*Work instruction:*
Tally the lines of the data that include the word "below" and state the total, nothing else.

*Exercise materials:*
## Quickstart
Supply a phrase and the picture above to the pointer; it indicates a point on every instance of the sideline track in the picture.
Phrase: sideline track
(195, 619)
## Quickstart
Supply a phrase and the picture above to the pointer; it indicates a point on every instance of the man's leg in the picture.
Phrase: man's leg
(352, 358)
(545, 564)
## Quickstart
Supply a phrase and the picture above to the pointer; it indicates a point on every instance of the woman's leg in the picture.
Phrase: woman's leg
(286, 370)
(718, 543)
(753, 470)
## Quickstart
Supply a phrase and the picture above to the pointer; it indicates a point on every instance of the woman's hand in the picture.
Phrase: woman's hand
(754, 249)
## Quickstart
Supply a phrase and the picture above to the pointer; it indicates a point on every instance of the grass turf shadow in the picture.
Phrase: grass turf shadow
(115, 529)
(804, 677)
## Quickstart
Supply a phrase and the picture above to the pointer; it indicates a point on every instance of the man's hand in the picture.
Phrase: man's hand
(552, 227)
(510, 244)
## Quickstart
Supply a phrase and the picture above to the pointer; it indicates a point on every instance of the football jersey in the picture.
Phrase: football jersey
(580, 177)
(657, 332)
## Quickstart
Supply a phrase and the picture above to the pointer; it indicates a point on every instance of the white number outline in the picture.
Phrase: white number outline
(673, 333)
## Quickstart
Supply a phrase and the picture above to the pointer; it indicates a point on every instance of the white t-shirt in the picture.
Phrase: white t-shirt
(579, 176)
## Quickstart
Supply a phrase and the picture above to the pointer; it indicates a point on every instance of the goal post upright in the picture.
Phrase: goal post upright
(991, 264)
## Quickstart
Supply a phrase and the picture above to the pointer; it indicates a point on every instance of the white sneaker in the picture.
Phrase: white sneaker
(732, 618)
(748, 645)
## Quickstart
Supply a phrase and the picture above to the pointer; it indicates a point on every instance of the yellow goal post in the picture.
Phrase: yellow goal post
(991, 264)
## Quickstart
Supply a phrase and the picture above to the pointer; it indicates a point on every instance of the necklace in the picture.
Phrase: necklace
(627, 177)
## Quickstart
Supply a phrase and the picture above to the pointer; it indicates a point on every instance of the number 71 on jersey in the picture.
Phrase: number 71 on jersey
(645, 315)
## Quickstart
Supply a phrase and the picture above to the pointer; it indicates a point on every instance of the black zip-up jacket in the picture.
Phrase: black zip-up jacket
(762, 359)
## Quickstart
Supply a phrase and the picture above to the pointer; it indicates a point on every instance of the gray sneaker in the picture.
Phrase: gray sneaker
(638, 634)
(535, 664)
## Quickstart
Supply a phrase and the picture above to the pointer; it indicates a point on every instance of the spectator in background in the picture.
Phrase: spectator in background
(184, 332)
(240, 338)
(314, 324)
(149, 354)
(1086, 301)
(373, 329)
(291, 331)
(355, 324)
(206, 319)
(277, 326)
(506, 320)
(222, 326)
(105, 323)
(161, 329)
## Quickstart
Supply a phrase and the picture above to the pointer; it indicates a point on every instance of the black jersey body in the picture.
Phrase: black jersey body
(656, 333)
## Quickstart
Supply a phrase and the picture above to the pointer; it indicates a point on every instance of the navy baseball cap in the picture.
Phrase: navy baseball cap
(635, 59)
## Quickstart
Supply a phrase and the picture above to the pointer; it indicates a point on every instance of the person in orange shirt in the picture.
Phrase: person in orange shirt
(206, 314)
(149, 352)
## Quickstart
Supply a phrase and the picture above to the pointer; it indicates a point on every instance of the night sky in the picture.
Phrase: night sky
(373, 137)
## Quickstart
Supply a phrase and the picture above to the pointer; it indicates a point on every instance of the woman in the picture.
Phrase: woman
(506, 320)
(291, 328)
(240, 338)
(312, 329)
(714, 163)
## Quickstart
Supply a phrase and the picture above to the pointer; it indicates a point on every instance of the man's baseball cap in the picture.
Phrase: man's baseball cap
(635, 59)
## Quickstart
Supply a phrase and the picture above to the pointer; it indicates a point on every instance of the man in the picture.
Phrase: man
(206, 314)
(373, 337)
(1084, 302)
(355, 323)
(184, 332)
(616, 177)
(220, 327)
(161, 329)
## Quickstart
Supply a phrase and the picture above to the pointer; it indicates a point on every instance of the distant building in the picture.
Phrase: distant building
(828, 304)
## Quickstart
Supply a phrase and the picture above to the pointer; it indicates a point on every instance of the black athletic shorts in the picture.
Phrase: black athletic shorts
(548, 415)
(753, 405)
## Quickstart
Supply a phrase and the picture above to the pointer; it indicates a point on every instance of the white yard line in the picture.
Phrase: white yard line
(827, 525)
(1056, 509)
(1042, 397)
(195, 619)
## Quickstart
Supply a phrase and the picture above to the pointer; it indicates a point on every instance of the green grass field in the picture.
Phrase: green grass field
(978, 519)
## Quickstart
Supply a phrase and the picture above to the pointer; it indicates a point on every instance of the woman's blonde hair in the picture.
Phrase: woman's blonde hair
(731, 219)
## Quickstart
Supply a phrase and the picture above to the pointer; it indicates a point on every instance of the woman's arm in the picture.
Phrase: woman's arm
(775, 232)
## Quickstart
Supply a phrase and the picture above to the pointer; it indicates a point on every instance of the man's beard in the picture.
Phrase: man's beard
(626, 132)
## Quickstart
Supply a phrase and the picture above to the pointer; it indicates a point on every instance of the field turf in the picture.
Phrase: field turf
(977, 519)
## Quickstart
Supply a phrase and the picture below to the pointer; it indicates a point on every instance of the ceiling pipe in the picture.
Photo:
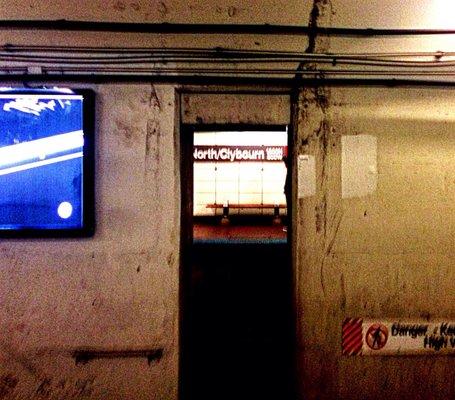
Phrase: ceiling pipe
(245, 29)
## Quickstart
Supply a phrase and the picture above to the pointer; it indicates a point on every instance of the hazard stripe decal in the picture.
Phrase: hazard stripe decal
(351, 340)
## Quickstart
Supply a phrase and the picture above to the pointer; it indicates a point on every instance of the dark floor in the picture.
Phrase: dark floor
(239, 340)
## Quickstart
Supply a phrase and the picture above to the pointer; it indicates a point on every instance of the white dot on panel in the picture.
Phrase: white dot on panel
(65, 210)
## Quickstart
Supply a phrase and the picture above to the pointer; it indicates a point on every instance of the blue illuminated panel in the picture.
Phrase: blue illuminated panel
(45, 146)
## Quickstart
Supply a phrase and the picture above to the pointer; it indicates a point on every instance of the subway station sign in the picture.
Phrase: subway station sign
(238, 153)
(376, 337)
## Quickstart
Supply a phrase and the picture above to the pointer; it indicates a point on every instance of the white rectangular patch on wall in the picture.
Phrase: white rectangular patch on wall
(306, 176)
(377, 337)
(359, 175)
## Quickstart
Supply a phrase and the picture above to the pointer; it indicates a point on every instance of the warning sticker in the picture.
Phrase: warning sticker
(371, 337)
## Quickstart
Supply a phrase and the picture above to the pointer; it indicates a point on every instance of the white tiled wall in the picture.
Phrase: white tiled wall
(239, 182)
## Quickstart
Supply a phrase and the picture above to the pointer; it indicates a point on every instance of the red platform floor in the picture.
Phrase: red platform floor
(233, 232)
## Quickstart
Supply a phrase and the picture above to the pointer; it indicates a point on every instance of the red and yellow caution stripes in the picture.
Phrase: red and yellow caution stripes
(352, 340)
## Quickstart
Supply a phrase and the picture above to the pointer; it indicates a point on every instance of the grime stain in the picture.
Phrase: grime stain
(163, 9)
(154, 101)
(120, 6)
(232, 11)
(49, 388)
(8, 383)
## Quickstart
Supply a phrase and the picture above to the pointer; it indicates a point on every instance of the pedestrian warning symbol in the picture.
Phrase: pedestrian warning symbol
(376, 337)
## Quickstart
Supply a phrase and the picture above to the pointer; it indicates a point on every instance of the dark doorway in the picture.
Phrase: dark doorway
(237, 323)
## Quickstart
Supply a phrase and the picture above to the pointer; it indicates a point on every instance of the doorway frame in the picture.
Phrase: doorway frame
(187, 131)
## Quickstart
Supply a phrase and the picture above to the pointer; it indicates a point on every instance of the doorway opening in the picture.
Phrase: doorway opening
(237, 328)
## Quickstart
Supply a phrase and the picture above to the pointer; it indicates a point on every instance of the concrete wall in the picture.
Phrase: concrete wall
(375, 244)
(376, 238)
(115, 291)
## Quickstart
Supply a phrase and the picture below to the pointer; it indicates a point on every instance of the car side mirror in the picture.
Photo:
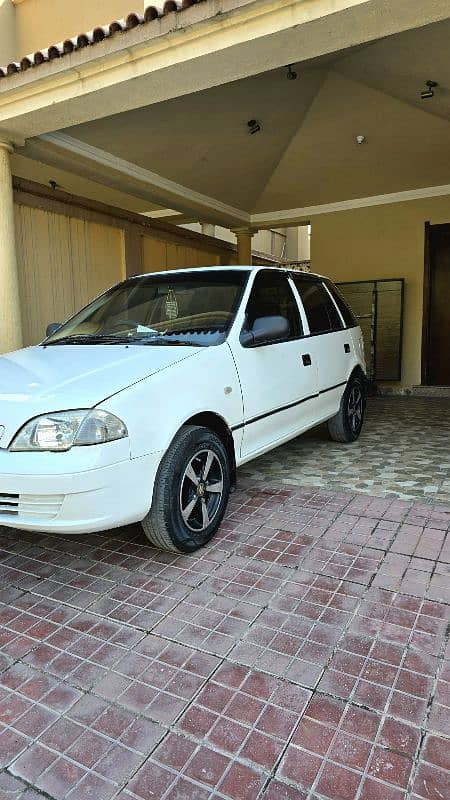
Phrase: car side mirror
(265, 330)
(52, 328)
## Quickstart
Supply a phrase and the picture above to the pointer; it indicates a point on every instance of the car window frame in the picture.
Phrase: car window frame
(315, 279)
(331, 288)
(245, 300)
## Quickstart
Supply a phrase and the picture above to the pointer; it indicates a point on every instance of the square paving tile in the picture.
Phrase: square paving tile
(296, 635)
(246, 714)
(340, 749)
(157, 678)
(208, 622)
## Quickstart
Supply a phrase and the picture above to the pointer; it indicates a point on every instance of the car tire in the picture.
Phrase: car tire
(346, 425)
(186, 512)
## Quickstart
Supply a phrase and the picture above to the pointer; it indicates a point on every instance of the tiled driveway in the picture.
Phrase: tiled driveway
(302, 655)
(404, 452)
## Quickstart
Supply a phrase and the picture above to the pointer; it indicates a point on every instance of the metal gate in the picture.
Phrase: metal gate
(378, 307)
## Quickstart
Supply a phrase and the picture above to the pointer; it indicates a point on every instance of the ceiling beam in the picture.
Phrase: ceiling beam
(299, 216)
(211, 44)
(60, 150)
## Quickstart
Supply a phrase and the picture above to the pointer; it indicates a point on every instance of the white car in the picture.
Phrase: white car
(142, 405)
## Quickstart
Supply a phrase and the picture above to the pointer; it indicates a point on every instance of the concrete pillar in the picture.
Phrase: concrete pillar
(208, 229)
(244, 244)
(10, 317)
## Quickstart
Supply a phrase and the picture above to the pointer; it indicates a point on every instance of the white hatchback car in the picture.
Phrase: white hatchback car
(142, 405)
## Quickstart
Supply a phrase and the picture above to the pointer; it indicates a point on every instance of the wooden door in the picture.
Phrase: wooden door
(438, 356)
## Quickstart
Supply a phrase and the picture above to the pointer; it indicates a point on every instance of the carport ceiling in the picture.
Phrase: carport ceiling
(306, 152)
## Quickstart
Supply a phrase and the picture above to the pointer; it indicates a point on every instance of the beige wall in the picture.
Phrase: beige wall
(382, 242)
(63, 263)
(159, 254)
(68, 253)
(40, 23)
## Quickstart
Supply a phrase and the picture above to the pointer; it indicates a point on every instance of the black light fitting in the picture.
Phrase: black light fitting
(291, 74)
(253, 126)
(428, 93)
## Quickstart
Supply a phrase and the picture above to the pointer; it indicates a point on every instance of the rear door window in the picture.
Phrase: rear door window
(272, 296)
(346, 312)
(321, 313)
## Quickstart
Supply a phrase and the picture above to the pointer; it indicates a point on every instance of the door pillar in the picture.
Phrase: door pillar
(10, 314)
(244, 245)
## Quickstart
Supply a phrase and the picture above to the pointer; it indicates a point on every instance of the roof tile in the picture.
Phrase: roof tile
(97, 34)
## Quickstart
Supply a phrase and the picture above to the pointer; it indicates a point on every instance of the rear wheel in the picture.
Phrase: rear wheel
(191, 492)
(346, 425)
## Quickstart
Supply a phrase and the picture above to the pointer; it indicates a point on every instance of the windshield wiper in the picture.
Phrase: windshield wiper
(92, 338)
(159, 340)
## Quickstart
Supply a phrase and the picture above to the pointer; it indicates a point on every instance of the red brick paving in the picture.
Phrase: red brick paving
(301, 656)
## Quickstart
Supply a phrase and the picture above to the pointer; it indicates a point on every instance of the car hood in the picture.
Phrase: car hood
(39, 379)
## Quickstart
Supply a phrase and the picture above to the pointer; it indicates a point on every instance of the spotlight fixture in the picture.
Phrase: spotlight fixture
(428, 93)
(291, 74)
(253, 126)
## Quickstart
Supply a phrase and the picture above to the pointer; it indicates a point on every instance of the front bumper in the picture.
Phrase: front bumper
(78, 493)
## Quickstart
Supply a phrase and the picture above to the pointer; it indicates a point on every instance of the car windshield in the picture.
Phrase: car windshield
(191, 308)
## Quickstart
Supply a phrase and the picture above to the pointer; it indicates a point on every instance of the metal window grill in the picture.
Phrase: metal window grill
(378, 307)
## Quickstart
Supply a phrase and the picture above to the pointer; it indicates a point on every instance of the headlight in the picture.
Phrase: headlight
(66, 429)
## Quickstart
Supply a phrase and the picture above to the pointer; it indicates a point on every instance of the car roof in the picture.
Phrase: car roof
(232, 268)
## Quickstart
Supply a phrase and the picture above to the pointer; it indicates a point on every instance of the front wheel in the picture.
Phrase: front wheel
(346, 425)
(191, 492)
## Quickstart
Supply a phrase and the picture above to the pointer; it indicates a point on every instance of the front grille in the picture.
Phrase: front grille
(33, 506)
(9, 504)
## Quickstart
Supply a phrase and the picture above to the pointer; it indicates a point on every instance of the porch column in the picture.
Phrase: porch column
(244, 244)
(10, 316)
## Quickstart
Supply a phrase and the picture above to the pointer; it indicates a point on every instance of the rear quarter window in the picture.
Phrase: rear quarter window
(346, 312)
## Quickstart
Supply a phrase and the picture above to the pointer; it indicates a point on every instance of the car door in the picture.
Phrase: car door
(330, 343)
(278, 385)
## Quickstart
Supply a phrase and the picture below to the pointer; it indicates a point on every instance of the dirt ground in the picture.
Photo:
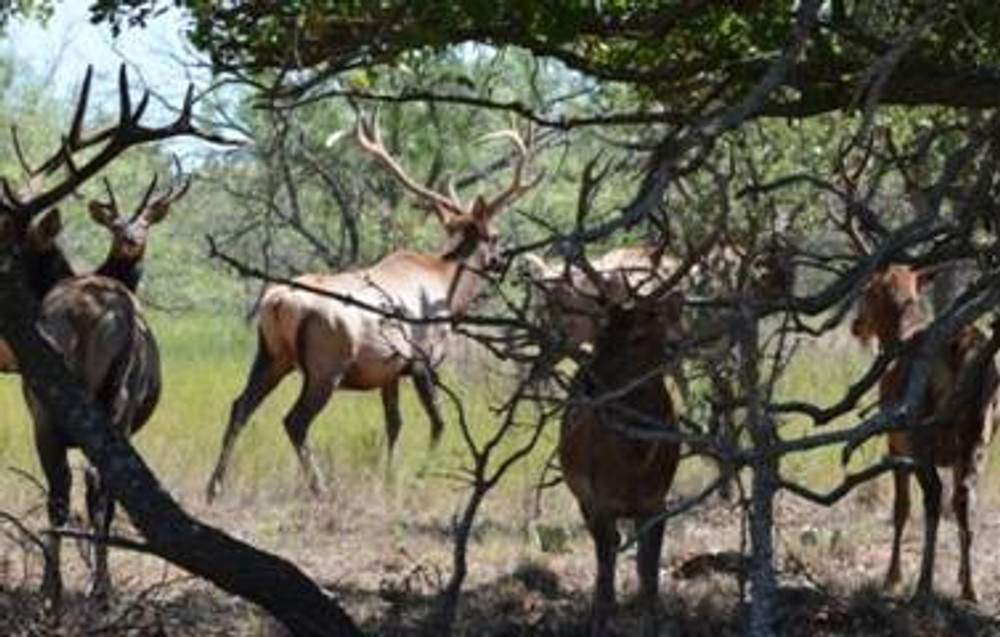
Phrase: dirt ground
(384, 553)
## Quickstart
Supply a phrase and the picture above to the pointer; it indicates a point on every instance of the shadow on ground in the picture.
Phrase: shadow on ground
(530, 602)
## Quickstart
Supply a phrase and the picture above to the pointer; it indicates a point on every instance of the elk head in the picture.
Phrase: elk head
(130, 233)
(891, 293)
(471, 235)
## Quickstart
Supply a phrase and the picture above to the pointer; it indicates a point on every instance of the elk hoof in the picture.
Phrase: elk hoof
(969, 594)
(100, 594)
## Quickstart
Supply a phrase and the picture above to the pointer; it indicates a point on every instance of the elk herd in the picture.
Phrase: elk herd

*Written answer:*
3